* [AIM 1]: In the self-esteem article below, rewrite the stretch from "However, our self-esteem" through "his hand enthusiastically." so that "geography" becomes "social studies".

* [QUOTED TEXT]:
--- BEGIN ---
PARENTING
Build Your Child’s
Self-Esteem
By Dr. Thomas W. Phelan and Chris Webb
CBN.com
Do you remember what it was like waiting for your parents to read your report card? I remember it not always being a pleasant experience. Especially if I knew there was a low grade on it.
I can see it in the eyes of my children on report card day when I get home from work. Their eyes are either twinkling with excitement or downcast with uncertainty. I try not to be too hard on them for low grades. I want them to know that they are loved regardless of their performance.
Often I will ask them what would happen if they made all F’s. They now know the answer, “I’d love them anyway.” I would love them anyway; however, their performance is also important for their future.
Everyone has worth and value because everyone was created by God.
"I praise you because I am fearfully and wonderfully made, your works are wonderful, I know that full well" (Psalm 139:14). In this verse the psalmist recognizes his value and praises God for this fact. We do indeed have worth that is not tied to our accomplishments because of God's unconditional love for us. This should be the beginning for our self-esteem.
However, our self-esteem is also highly affected by our actions. In this sense our self-esteem is a tough, reality-based business. Contrary to what some teach, self-esteem is not a make-the-kids-feel-good-at-all-cost kind of project. If certain qualities are lacking in one’s life, positive self-esteem cannot be bestowed instantly in a kind, insightful moment, in a weekend workshop, or in a positive summer camp experience. Self-esteem is based on reality, not gimmicks.
There is a story about a fourth-grade teacher—a very nice, well-meaning lady—who was very concerned about fostering self-esteem in her students. One day during geography, she asked the class a question:
“What is the capitol of Egypt?”
One young man in the back of the room waved his hand enthusiastically.
“Johnny?” said the teacher.
“Mississippi.” Johnny replied confidently.
Temporarily taken aback, but not wanting to injure her young student’s developing self-concept, Johnny’s teacher quickly recovered and said, “That’s the correct answer to another question.”
This adult maneuver is an example of a superficial gimmick designed to protect a young boy’s self-esteem. The correct response from the teacher should have been: “Wrong.” The issue here is this: Realistic and positive self-esteem is the by-product of a life well-lived.
--- END ---
* [DATASET EXCERPTS]:
--- BEGIN ---
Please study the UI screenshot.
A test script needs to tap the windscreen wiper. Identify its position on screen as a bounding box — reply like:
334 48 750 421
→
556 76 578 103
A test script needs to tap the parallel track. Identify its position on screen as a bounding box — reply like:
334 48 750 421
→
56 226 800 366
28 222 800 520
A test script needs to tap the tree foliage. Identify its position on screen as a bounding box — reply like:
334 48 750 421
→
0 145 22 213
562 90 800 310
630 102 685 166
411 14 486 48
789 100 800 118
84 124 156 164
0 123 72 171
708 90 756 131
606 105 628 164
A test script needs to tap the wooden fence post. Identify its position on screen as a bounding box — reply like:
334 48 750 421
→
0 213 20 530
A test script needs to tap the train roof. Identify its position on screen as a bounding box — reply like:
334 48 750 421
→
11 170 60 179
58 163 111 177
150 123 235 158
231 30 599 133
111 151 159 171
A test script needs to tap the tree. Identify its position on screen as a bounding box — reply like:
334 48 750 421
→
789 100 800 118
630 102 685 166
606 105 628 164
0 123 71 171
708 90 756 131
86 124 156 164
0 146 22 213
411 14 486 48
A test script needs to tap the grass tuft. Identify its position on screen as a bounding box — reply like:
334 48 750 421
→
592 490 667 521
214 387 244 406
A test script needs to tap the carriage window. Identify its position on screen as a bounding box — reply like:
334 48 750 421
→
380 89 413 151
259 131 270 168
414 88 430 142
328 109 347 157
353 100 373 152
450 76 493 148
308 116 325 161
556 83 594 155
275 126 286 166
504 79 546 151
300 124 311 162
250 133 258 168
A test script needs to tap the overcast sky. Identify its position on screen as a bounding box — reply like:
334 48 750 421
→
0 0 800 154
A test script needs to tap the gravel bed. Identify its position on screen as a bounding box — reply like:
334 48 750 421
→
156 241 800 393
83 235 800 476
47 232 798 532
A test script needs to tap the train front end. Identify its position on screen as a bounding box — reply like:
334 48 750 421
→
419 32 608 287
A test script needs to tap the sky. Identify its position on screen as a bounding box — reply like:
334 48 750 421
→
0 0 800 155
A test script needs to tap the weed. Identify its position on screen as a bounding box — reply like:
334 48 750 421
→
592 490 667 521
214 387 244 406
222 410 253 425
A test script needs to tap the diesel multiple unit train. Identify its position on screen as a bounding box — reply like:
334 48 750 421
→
--- END ---
* [AIM 2]: Reproduce word for word the lines of the listing above, taking the stretch from the line that contains "A test script needs to tap the carriage" through the line that contains "0 0 800 155", both included.

* [TASK RESULT 1]:
However, our self-esteem is also highly affected by our actions. In this sense our self-esteem is a tough, reality-based business. Contrary to what some teach, self-esteem is not a make-the-kids-feel-good-at-all-cost kind of project. If certain qualities are lacking in one’s life, positive self-esteem cannot be bestowed instantly in a kind, insightful moment, in a weekend workshop, or in a positive summer camp experience. Self-esteem is based on reality, not gimmicks.
There is a story about a fourth-grade teacher—a very nice, well-meaning lady—who was very concerned about fostering self-esteem in her students. One day during social studies, she asked the class a question:
“What is the capitol of Egypt?”
One young man in the back of the room waved his hand enthusiastically.

* [TASK RESULT 2]:
A test script needs to tap the carriage window. Identify its position on screen as a bounding box — reply like:
334 48 750 421
→
380 89 413 151
259 131 270 168
414 88 430 142
328 109 347 157
353 100 373 152
450 76 493 148
308 116 325 161
556 83 594 155
275 126 286 166
504 79 546 151
300 124 311 162
250 133 258 168
A test script needs to tap the overcast sky. Identify its position on screen as a bounding box — reply like:
334 48 750 421
→
0 0 800 154
A test script needs to tap the gravel bed. Identify its position on screen as a bounding box — reply like:
334 48 750 421
→
156 241 800 393
83 235 800 476
47 232 798 532
A test script needs to tap the train front end. Identify its position on screen as a bounding box — reply like:
334 48 750 421
→
419 32 608 287
A test script needs to tap the sky. Identify its position on screen as a bounding box — reply like:
334 48 750 421
→
0 0 800 155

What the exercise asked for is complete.